> _Exercise goal_: Only the lines from the one containing "blue house? Mark that spot." through the last line of the material should be returned, each exactly as it stands.

# # # # # # #

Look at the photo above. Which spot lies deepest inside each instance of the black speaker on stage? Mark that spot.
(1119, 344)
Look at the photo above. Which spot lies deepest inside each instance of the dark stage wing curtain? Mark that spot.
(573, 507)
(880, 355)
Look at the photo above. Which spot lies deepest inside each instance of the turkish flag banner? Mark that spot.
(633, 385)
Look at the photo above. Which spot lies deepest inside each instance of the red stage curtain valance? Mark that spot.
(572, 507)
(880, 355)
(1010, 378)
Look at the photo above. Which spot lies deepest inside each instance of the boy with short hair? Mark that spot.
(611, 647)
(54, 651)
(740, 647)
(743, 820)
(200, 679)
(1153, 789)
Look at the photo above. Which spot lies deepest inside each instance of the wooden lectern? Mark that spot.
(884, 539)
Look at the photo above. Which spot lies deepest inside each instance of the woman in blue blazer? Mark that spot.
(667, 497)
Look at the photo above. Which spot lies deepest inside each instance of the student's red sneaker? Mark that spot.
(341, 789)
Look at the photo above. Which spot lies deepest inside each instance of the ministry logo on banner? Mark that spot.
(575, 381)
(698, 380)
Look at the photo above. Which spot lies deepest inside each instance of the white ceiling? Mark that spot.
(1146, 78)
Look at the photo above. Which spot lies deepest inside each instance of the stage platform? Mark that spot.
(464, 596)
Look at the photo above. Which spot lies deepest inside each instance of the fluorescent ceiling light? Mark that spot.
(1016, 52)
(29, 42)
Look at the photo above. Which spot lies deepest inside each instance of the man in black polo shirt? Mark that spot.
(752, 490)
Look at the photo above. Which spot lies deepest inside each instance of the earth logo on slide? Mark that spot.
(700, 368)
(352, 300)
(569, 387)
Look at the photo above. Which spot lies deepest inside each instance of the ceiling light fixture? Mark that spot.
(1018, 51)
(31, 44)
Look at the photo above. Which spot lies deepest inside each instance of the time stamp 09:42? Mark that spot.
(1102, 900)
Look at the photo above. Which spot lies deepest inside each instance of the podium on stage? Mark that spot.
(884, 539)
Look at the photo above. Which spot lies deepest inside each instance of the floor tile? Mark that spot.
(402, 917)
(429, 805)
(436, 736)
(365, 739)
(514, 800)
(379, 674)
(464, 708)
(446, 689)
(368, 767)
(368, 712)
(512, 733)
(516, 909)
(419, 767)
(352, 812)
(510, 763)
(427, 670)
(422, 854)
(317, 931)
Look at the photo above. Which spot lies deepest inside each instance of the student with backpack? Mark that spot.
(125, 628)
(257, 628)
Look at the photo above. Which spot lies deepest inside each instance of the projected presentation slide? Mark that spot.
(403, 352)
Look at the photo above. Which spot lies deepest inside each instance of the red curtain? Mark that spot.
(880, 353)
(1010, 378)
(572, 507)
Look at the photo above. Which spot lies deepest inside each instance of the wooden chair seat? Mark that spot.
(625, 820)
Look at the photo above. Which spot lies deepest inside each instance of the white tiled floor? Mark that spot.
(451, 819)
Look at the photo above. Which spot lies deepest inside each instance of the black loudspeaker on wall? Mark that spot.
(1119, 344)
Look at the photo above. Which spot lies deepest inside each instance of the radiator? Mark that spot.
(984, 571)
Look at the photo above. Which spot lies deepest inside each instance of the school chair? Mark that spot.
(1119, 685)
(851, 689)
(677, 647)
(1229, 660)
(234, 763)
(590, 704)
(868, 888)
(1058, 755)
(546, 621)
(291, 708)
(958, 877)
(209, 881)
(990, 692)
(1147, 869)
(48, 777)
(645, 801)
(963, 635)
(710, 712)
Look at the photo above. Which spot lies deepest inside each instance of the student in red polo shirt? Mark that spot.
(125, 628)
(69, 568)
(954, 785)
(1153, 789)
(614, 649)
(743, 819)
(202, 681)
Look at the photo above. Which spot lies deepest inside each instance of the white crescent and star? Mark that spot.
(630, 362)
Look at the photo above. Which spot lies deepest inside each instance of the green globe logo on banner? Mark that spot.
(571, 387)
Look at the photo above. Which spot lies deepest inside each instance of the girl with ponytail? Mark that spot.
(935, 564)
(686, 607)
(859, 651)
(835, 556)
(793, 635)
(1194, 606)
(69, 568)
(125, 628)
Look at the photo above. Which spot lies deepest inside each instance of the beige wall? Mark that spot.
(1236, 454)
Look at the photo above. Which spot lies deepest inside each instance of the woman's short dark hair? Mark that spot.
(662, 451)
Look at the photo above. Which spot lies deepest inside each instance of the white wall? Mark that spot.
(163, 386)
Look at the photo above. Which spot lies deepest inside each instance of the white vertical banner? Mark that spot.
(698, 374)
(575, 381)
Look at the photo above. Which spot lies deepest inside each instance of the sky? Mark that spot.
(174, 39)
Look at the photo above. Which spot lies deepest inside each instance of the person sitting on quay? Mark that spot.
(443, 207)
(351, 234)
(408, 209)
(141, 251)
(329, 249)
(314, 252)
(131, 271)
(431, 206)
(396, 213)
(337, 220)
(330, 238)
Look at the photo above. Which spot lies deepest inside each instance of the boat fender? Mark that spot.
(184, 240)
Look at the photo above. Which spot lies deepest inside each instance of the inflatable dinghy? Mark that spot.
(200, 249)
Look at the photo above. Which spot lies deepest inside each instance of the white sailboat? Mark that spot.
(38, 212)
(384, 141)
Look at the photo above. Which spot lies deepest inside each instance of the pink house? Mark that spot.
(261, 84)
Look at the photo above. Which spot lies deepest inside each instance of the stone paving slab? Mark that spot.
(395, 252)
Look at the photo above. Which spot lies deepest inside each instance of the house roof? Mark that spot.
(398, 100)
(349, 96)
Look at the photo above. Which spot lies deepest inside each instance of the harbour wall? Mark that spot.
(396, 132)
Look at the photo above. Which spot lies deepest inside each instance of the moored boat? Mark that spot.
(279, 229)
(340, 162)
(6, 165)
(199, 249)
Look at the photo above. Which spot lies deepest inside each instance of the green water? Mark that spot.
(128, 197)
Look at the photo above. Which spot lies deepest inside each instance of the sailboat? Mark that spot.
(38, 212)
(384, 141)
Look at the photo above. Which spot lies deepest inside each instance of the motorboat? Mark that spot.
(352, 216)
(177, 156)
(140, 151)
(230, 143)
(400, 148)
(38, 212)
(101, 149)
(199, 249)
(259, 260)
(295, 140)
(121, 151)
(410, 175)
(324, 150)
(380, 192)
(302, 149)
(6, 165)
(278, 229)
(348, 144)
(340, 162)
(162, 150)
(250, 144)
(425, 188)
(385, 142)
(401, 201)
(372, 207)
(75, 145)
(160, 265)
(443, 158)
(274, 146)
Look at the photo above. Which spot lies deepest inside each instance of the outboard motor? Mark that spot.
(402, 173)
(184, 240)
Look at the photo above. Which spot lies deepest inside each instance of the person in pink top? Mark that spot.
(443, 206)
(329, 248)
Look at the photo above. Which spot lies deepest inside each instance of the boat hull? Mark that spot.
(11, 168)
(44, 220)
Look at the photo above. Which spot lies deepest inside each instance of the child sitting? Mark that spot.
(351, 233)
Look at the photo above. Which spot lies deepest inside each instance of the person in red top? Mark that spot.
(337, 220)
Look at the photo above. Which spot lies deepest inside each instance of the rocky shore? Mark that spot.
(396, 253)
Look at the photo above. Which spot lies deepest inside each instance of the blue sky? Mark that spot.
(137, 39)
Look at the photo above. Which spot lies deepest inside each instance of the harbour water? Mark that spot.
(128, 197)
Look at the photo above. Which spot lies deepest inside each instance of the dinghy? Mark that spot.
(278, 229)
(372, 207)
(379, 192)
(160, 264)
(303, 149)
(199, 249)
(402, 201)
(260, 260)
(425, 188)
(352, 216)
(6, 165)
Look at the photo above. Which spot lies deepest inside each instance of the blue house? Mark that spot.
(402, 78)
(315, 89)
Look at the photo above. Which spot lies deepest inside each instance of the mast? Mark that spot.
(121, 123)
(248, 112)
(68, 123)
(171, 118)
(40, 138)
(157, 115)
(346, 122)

# # # # # # #

> _Output for this exercise_:
Look at the photo above. Which spot lies deepest inside each instance of the blue house? Mark that spot.
(402, 78)
(315, 89)
Look at the photo above. Which spot lies deepest inside each instance of the mast? Mark that spot.
(121, 123)
(248, 112)
(68, 123)
(171, 118)
(40, 138)
(157, 115)
(346, 122)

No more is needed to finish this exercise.